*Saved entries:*
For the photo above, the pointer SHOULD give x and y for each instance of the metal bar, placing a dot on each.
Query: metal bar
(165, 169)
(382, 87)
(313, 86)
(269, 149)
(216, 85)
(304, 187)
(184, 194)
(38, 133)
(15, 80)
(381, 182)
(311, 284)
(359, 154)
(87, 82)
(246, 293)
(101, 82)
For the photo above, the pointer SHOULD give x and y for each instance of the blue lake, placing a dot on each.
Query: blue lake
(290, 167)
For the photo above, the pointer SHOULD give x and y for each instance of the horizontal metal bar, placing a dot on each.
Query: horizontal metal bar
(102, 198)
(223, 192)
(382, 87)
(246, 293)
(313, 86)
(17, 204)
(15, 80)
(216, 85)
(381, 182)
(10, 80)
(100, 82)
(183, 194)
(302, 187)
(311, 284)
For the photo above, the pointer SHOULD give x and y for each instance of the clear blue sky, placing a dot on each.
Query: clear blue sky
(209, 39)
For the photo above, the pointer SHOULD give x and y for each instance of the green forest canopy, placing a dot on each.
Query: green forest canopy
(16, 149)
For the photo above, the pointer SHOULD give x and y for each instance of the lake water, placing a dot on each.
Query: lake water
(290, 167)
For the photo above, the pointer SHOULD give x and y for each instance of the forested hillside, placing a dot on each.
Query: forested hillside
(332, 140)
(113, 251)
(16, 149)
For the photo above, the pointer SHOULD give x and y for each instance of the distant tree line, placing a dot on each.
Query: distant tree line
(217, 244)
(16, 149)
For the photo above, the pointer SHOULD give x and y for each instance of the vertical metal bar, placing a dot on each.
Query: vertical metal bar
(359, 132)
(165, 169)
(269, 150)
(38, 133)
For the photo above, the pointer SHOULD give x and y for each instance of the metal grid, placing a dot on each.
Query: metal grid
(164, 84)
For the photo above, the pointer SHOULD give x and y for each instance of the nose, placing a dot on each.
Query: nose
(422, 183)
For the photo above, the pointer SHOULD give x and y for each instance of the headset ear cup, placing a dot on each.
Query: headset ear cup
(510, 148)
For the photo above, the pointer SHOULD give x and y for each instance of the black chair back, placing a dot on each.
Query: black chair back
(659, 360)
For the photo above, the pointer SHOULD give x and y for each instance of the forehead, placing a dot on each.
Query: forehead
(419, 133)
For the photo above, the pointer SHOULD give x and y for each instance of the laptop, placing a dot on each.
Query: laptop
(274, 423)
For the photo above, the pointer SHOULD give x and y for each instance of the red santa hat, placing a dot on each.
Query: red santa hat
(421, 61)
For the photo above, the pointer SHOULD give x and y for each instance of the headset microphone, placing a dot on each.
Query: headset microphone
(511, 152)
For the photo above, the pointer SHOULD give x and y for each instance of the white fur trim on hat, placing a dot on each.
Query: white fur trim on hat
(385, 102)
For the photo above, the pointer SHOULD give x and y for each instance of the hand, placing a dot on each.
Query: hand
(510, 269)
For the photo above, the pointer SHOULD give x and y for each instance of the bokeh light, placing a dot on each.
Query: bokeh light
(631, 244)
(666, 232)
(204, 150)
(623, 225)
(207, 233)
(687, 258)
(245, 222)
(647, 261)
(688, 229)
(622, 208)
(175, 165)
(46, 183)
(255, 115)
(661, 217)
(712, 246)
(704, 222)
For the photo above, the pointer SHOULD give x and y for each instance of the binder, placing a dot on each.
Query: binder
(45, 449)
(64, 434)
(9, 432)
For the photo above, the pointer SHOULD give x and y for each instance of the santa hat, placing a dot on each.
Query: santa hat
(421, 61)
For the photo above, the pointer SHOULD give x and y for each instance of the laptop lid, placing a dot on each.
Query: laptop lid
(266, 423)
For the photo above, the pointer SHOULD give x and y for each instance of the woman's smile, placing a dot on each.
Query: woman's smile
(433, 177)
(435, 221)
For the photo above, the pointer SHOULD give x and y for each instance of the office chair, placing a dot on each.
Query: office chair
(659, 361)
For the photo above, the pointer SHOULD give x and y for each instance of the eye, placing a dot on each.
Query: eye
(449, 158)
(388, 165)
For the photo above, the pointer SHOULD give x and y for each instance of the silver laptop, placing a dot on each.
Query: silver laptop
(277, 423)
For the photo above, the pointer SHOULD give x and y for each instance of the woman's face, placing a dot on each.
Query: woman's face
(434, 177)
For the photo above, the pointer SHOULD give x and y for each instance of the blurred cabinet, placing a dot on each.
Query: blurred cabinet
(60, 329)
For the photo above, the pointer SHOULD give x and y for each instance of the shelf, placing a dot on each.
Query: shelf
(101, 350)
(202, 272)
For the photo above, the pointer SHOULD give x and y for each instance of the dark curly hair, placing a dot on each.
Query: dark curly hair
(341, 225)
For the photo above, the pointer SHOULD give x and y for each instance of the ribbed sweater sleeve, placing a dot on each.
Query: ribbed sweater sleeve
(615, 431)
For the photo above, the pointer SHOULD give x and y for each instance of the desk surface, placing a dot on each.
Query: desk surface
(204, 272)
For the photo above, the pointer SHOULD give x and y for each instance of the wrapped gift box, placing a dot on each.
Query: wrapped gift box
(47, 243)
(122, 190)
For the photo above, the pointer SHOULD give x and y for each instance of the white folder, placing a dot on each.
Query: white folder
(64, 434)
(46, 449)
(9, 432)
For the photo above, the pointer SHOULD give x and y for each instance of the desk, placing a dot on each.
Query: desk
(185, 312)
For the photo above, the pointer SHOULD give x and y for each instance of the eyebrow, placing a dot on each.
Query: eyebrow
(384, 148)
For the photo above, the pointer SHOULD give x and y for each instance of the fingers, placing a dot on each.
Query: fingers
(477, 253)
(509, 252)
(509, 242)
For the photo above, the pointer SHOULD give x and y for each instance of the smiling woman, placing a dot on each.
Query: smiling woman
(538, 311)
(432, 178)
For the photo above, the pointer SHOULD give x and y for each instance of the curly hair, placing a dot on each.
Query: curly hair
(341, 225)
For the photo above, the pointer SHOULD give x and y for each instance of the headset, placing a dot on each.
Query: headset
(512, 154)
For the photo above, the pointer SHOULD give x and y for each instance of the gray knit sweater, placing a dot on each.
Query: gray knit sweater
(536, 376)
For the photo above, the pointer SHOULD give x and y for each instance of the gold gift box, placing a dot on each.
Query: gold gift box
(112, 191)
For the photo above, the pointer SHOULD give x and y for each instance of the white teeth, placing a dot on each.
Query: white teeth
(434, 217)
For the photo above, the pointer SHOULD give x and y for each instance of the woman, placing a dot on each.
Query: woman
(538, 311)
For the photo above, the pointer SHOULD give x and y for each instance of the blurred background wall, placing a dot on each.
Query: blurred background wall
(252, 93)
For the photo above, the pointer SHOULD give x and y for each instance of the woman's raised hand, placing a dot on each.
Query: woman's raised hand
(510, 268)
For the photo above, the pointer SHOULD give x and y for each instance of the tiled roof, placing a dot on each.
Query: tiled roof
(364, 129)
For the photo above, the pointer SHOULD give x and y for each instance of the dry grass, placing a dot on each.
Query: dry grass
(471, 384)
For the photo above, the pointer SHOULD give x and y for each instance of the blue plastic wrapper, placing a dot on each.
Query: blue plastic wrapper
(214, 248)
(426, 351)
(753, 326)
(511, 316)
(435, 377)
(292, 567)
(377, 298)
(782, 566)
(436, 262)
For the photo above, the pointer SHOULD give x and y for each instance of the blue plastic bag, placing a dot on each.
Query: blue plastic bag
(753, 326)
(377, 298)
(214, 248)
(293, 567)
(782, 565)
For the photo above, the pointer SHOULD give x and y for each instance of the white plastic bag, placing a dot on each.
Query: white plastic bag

*What you will do:*
Every line above is to be duplicated exactly as shown.

*Response to this exercise:*
For the photo above, the pointer SHOULD give x and y for each instance of the metal bar, placing a dot on each.
Query: metal bar
(165, 169)
(382, 87)
(313, 86)
(269, 149)
(216, 85)
(304, 187)
(184, 194)
(38, 133)
(15, 80)
(381, 182)
(311, 284)
(359, 154)
(87, 82)
(246, 293)
(101, 82)
For the photo above, the pointer SHOULD give x and y for each instance of the blue lake, placing a dot on each.
Query: blue lake
(290, 167)
For the photo above, the pointer SHOULD give x and y for each instance of the horizontal metal bar, placing a dot on each.
Query: horizontal metal bar
(102, 198)
(223, 192)
(382, 87)
(246, 293)
(313, 86)
(17, 204)
(15, 80)
(216, 85)
(381, 182)
(10, 80)
(100, 82)
(183, 194)
(302, 187)
(311, 284)
For the photo above, the pointer SHOULD give x and y for each instance of the clear blue sky, placing a dot on each.
Query: clear blue sky
(209, 39)
For the photo above, the pointer SHOULD give x and y for each instance of the green forest canopy, placing a dot on each.
Query: green forest canopy
(16, 149)
For the photo above, the pointer SHOULD give x and y for each instance of the lake water, placing a dot on each.
Query: lake water
(290, 167)
For the photo above, the pointer SHOULD give x and y for each instance of the forested hillside, placing a dot on each.
Query: forested hillside
(332, 140)
(113, 251)
(16, 149)
For the photo above, the pointer SHOULD give x and y for each instance of the distant tree line, placing a dot on each.
Query: distant tree line
(217, 244)
(16, 149)
For the photo above, the pointer SHOULD give x and y for each instance of the vertical metal bar, placing a dot on each.
Query: vertical metal bar
(359, 132)
(165, 169)
(269, 150)
(38, 133)
For the photo above, the pointer SHOULD give x and y for each instance of the metal grid, placing a dot on each.
Query: metal grid
(164, 84)
For the photo above, the pointer SHOULD give x and y for each instance of the nose, placing a dot on each.
Query: nose
(422, 183)
For the photo above, the pointer SHOULD give x and y for each instance of the headset ear cup, placing a dot on each.
Query: headset ear cup
(510, 148)
For the photo above, the pointer SHOULD give x and y for each instance of the black chair back, placing a dot on each.
Query: black chair back
(659, 360)
For the photo above, the pointer SHOULD give x and y for each instance of the forehead, placing a dot on each.
Query: forehead
(419, 133)
For the photo above, the pointer SHOULD give x and y for each instance of the laptop, placing a dot on each.
Query: laptop
(274, 423)
For the photo above, the pointer SHOULD give x and y for each instance of the red santa hat, placing a dot on each.
Query: red santa hat
(421, 61)
For the photo above, the pointer SHOULD give x and y for each instance of the headset microphone, placing a dot on each.
Query: headset microphone
(511, 152)
For the photo above, the pointer SHOULD give x and y for each instance of the white fur trim on hat, placing a dot on each.
Query: white fur trim on hat
(385, 102)
For the photo above, the pointer SHOULD give x and y for each instance of the hand, placing a dot on each.
Query: hand
(510, 269)
For the photo above, the pointer SHOULD give x and y for each instance of the bokeh light, placing a dot on each.
Query: bokeh light
(631, 244)
(666, 232)
(204, 150)
(623, 225)
(207, 233)
(687, 258)
(245, 222)
(647, 261)
(688, 229)
(622, 208)
(175, 165)
(46, 183)
(255, 115)
(661, 217)
(712, 246)
(704, 222)
For the photo above, the pointer SHOULD give x and y for each instance of the binder, placing a dot on each.
Query: binder
(45, 449)
(64, 434)
(9, 432)
For the photo above, the pointer SHOULD give x and y for each instance of the santa hat, placing a dot on each.
Query: santa hat
(421, 61)
For the photo above, the pointer SHOULD give x and y for each instance of the laptop lid, placing a dot on each.
Query: laptop lid
(266, 423)
For the photo above, the pointer SHOULD give x and y for each instance of the woman's smile, placing a dot on each.
Query: woman's smile
(433, 177)
(435, 221)
For the photo above, the pointer SHOULD give x and y for each instance of the office chair, placing a dot on each.
Query: office chair
(659, 361)
For the photo above, the pointer SHOULD give x and y for each instance of the eye, placing a dot on each.
Query: eye
(449, 158)
(388, 165)
For the photo above, the pointer SHOULD give x and y for each instance of the silver laptop, placing a dot on each.
Query: silver laptop
(277, 423)
For the photo above, the pointer SHOULD give x and y for each instance of the woman's face, placing a dot on each.
Query: woman's face
(434, 177)
For the photo above, the pointer SHOULD give x and y for each instance of the blurred cabinet, placing a dot on each.
Query: blurred cabinet
(60, 329)
For the photo above, the pointer SHOULD give x and y for each instance of the shelf, placing a dot on each.
Query: shelf
(101, 350)
(202, 272)
For the photo above, the pointer SHOULD give x and y for each instance of the dark curly hair, placing a dot on each.
Query: dark curly hair
(341, 225)
For the photo above, the pointer SHOULD give x and y for each instance of the ribbed sweater sleeve, placing a dot on each.
Query: ribbed sweater sleeve
(615, 431)
For the photo above, the pointer SHOULD give x and y for each instance of the desk surface, placing a dot on each.
Query: desk surface
(204, 272)
For the photo above, the pointer SHOULD give x and y for each instance of the wrapped gift box, placing a dot on each.
Query: wrapped gift box
(47, 243)
(122, 190)
For the photo above, the pointer SHOULD give x and y for each instance of the white folder, placing a dot on each.
Query: white folder
(64, 434)
(46, 449)
(9, 432)
For the photo above, the pointer SHOULD give x and y for each instance of the desk, placing a dot on each.
Query: desk
(185, 312)
For the photo above, the pointer SHOULD give x and y for each instance of the eyebrow, placing a dot on each.
Query: eyebrow
(384, 148)
For the photo above, the pointer SHOULD give x and y for each instance of the fingers, placing a dot on each.
Query: fingers
(477, 253)
(509, 252)
(509, 242)
For the photo above, the pointer SHOULD give x and y for each instance of the smiling woman, placing a dot on each.
Query: smiling woman
(538, 311)
(432, 178)
For the photo above, the pointer SHOULD give x and y for each instance of the curly hair, placing a dot on each.
Query: curly hair
(341, 225)
For the photo above, the pointer SHOULD give x and y for each instance of the headset, placing a dot on each.
Query: headset
(512, 154)
For the photo above, the pointer SHOULD give x and y for each instance of the gray knit sweater, placing a dot on each.
Query: gray knit sweater
(536, 376)
For the photo above, the pointer SHOULD give x and y for each instance of the gold gift box, placing a dot on each.
Query: gold gift box
(112, 191)
For the photo above, the pointer SHOULD give x and y for each instance of the white teeth, placing a dot on each.
Query: white teeth
(434, 217)
For the photo above, the pointer SHOULD give x and y for each instance of the woman, placing a dot on each.
Query: woman
(538, 311)
For the photo above, the pointer SHOULD give x and y for each instance of the blurred background wall, placing a dot on each.
Query: blurred background wall
(252, 93)
For the photo above, the pointer SHOULD give x and y for each instance of the woman's raised hand, placing a dot on each.
Query: woman's raised hand
(510, 268)
For the photo above, the pointer SHOULD give x and y for each instance of the tiled roof, placing a dot on each.
Query: tiled roof
(364, 129)
For the photo above, the pointer SHOULD give x and y for each instance of the dry grass, placing a dot on each.
Query: dry grass
(471, 384)
For the photo above, the pointer SHOULD give x and y for each instance of the blue plastic wrapper, placing a dot on each.
Query: blue plastic wrapper
(214, 248)
(426, 351)
(753, 326)
(511, 316)
(435, 377)
(292, 567)
(377, 298)
(782, 566)
(436, 262)
For the photo above, the pointer SHOULD give x and y for each instance of the blue plastic bag, placing a dot on each.
Query: blue plastic bag
(753, 326)
(377, 298)
(214, 248)
(293, 567)
(782, 565)
For the photo above, the pointer SHOULD give x and y for each instance of the white plastic bag, placing a dot on each.
Query: white plastic bag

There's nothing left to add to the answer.